• [Testo fornito]
....................

Quando alla fine dello scorso inverno si è inasprita la questione degli Uiguri in Cina, diversi brand chiamati in causa hanno professato ottimismo. La situazione, dicevano, non era fuori controllo. Ora, però, che gli stessi brand hanno reso note le proprie performance finanziarie, si ha la prova empirica: il boicottaggio lascia il segno sui conti. I risultati di marchi come Nike ed H&M sono deludenti o apertamente negativi. La lentezza, avvertono gli addetti ai lavori, rischia di trasformarsi in disaffezione duratura da parte del pubblico della Repubblica Popolare. Lo abbiamo scritto nel numero 6-2021 de La Conceria: questa degli Uiguri è la “cortina di cotone” che separa Pechino dai suoi partner occidentali.

....................

• [Dati mostrati]
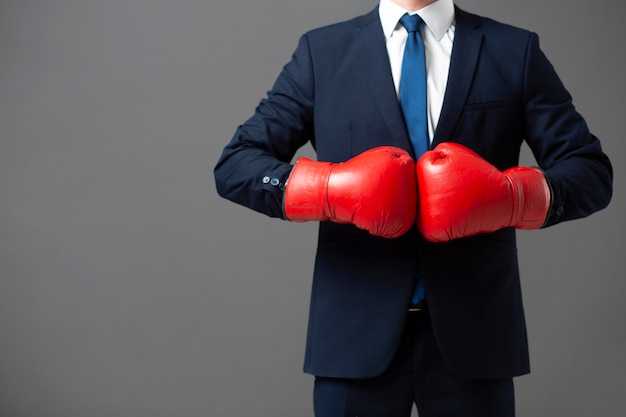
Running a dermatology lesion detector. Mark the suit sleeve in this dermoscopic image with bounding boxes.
[214,35,314,219]
[524,34,613,227]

....................

• [Cosa fare]
[1] Stabilisci se ciascuna delle seguenti affermazioni concorda con il brano sul boicottaggio legato agli Uiguri, rispondendo sì o no e citando esattamente le parole del testo che lo dimostrano. (a) Alla fine dello scorso inverno i marchi chiamati in causa si erano mostrati pessimisti. (b) I risultati di Nike ed H&M sono deludenti o apertamente negativi. (c) La definizione di "cortina di cotone" era già apparsa nel numero 6-2021 de La Conceria.
[2] Prosegui il brano sul boicottaggio legato agli Uiguri a partire dal punto in cui si interrompe.

• [Risposte]
[1]
(a) No: «diversi brand chiamati in causa hanno professato ottimismo».
(b) Sì: «I risultati di marchi come Nike ed H&M sono deludenti o apertamente negativi».
(c) Sì: «Lo abbiamo scritto nel numero 6-2021 de La Conceria: questa degli Uiguri è la “cortina di cotone” che separa Pechino dai suoi partner occidentali».

[2]
La Cortina di Cotone
“Non è semplice in questa sede riassumere i termini della questione uigura, etnia cinese di religione islamica che popola la regione dello Xinjiang – si legge su La Conceria –. Basti dire che ai movimenti indipendentisti locali Pechino risponde, in nome dell’antiterrorismo, con una strategia definita dai movimenti umanitari come una forma di genocidio culturale. Tra le misure messe in campo dal PCC, almeno a partire dal 2014, ci sono i campi di rieducazione dove i membri della comunità uigura sarebbero, tra le altre cose, costretti ai lavori forzati”. Ecco, è per rispondere a questa situazione che i grandi gruppi della moda internazionale hanno preso le distanze dal cotone e dai prodotti in cotone provenienti dallo Xinjiang. Pechino non ha gradito. E per questo sono partite campagne di boicottaggio contro Nike e H&M, come dicevamo in apertura, ma anche contro Adidas e Burberry.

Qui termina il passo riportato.